Would you copy each line of the data below that has "hanging"?

==== Given records

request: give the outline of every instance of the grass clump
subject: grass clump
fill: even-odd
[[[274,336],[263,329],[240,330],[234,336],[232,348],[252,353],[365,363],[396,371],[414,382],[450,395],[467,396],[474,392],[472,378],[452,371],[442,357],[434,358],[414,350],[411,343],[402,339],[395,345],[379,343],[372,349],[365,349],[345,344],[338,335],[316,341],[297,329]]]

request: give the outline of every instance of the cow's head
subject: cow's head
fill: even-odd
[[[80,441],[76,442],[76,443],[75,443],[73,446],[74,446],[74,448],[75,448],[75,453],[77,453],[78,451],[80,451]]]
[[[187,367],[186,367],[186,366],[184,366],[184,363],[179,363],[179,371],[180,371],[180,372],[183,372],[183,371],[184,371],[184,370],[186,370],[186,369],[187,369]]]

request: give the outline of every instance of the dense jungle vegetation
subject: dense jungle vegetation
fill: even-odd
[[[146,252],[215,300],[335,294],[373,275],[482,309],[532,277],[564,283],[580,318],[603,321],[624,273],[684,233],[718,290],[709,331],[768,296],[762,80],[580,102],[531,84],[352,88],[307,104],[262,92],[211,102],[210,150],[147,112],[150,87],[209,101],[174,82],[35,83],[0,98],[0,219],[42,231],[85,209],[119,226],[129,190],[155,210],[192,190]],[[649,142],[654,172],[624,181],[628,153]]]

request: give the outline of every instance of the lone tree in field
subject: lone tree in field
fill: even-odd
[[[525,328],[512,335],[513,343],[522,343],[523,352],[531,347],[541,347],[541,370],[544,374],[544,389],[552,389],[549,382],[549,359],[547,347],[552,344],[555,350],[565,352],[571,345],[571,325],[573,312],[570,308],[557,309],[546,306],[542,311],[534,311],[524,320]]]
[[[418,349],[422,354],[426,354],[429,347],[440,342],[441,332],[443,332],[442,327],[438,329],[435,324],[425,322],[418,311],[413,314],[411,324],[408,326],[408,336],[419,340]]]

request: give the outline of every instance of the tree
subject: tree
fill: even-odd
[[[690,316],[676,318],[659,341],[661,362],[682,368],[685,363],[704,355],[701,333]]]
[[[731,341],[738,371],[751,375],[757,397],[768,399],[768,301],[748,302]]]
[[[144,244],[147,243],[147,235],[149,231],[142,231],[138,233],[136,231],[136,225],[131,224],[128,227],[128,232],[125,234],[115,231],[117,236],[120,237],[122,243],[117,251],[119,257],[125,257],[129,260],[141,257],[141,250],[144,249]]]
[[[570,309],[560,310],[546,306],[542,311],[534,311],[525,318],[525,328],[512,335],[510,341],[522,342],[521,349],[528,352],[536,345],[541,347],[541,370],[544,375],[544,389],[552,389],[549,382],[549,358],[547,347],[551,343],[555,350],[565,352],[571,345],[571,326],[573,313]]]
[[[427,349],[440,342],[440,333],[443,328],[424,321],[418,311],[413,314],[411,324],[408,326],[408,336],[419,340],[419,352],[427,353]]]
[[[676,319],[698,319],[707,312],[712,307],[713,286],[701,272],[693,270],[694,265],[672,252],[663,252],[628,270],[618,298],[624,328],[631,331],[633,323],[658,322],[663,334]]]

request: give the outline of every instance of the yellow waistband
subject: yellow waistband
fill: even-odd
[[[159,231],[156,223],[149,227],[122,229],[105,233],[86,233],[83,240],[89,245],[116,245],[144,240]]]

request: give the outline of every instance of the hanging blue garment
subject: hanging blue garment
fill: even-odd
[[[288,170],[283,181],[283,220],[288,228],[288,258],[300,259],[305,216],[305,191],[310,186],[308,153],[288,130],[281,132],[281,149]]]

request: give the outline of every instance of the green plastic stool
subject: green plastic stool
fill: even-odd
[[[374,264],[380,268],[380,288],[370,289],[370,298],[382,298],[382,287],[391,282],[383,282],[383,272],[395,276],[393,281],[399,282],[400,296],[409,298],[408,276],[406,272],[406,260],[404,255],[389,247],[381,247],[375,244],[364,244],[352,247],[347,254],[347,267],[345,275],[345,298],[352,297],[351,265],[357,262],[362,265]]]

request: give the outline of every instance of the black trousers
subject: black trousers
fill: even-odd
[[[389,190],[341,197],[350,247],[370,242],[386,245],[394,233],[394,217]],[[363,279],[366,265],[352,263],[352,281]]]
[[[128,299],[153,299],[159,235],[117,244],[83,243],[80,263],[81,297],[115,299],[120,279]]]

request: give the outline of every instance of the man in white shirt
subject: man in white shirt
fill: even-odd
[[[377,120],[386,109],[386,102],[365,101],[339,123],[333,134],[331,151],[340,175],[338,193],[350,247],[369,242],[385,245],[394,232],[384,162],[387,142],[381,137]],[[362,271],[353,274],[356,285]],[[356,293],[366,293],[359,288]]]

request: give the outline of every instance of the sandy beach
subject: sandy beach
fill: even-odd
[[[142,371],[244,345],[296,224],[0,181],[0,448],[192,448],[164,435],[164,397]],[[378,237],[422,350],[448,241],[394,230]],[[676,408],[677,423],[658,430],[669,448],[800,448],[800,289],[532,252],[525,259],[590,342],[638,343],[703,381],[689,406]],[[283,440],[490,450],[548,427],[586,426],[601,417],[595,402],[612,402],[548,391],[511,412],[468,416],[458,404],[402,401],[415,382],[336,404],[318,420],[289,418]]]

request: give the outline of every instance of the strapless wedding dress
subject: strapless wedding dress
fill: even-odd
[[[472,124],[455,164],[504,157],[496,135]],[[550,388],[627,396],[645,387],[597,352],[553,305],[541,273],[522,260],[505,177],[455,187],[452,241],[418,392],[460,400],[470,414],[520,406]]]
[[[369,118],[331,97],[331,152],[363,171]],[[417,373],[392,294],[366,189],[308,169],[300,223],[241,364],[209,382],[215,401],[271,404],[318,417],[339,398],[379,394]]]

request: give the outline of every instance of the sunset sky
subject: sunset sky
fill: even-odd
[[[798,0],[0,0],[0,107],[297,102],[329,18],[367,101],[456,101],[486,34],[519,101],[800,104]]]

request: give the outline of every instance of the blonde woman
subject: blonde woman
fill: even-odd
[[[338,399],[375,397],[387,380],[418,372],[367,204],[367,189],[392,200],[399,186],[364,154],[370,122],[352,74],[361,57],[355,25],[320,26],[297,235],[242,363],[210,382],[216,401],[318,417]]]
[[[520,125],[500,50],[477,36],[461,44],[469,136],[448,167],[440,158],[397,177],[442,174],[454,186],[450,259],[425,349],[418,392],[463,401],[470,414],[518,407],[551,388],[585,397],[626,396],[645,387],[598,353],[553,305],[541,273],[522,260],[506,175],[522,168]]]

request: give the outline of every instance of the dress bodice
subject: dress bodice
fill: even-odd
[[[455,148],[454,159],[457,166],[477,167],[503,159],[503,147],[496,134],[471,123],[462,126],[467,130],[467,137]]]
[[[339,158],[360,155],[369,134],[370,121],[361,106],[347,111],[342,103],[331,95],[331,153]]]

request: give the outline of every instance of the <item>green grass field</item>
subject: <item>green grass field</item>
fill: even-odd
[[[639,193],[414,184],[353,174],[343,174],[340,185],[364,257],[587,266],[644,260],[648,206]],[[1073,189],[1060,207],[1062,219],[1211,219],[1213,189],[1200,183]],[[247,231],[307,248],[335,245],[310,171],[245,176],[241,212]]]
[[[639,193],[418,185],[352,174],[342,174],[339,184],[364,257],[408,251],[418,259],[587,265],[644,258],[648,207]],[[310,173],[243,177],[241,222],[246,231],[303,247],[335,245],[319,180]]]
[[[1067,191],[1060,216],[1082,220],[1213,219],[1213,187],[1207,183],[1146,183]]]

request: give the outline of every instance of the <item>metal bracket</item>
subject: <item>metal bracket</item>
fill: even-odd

========

* Output *
request: give the outline of every instance of the hanging blue garment
subject: hanging blue garment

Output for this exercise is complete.